Transcribe the data that follows. Match it character for character.

Input material:
_____
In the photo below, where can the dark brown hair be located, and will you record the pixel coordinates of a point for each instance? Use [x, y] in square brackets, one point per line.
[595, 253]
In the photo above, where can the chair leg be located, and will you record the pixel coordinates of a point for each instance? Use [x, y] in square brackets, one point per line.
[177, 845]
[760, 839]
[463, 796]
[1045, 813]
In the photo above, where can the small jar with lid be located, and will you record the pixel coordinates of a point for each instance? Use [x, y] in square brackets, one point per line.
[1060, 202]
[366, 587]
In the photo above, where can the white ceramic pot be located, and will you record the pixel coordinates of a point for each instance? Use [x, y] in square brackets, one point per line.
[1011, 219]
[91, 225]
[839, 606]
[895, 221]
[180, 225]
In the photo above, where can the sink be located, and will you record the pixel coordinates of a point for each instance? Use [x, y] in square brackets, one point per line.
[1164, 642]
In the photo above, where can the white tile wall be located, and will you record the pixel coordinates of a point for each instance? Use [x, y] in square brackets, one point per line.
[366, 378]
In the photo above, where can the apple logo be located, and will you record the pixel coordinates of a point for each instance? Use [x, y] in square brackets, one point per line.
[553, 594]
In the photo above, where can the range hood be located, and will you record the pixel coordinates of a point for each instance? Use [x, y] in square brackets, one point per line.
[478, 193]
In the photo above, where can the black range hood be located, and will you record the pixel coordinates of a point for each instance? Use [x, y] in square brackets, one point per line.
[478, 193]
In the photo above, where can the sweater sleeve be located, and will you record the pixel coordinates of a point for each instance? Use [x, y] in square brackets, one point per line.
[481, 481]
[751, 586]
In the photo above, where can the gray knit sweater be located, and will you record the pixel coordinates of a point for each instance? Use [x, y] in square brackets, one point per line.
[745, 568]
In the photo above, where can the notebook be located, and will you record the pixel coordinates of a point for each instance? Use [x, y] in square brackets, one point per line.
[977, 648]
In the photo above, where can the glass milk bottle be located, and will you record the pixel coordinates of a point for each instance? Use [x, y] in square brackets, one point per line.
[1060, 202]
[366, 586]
_____
Exercise solution:
In the photo below, where can the dark brown hair be located, and will you record the pixel coordinates of a point for each instance? Use [x, y] in square brackets, one point per line.
[595, 253]
In the photo above, where can the chair leg be located, and will you record the pixel coordinates of a point for each instance? Use [x, y] in square brackets, one point per line.
[177, 845]
[760, 839]
[463, 796]
[1045, 813]
In the photo above, where can the small jar with lid be located, and will you record the pixel coordinates of a point for each instance? Use [x, y] in square brackets, one point per line.
[1060, 202]
[366, 587]
In the photo above, where can the white ceramic pot be located, and will you record the pixel coordinates of a point for each instance? Use [x, y] in square brackets, one point per line.
[1011, 219]
[91, 225]
[839, 606]
[895, 221]
[180, 225]
In the photo above, where can the sink be located, and will you record the pixel coordinates of a point for each instance? Use [x, y] in square brackets, one point per line.
[1164, 642]
In the photo above, where can the white tile wall be located, and will you record the pixel coordinates of a point for each instance? Use [x, y] in square brackets, one point per line.
[366, 378]
In the photo above, where can the apple logo be located, and will you record the pixel coordinates of a point for each instance? Use [x, y] in square brackets, one point per line.
[553, 594]
In the photo above, where can the range hood be located, and will you record the pixel coordinates of a point for each instance? Use [x, y] in square brackets, one point per line.
[478, 193]
In the photo above, where can the black range hood be located, and will you record the pixel coordinates of a point for each instance? Use [x, y] in square brackets, one point per line.
[478, 193]
In the photo above, where can the sweater sleeve be located, and will you record the pixel coordinates of a point for each instance? Use [x, y] in square brackets, one point per line.
[481, 481]
[751, 586]
In the photo above, where can the gray knit sweater be located, and will you record the pixel coordinates of a point for each instance? Use [x, y] in square brackets, one point per line.
[745, 568]
In the photo above, where can the notebook be located, and will you record the pixel coordinates of a point for each instance? Use [x, y] in square brackets, one point per line.
[977, 648]
In the photo above, where can the glass milk bottle be located, and will you record the pixel coordinates of a point for each instance? Use [x, y] in square brackets, one point per line.
[1060, 202]
[366, 586]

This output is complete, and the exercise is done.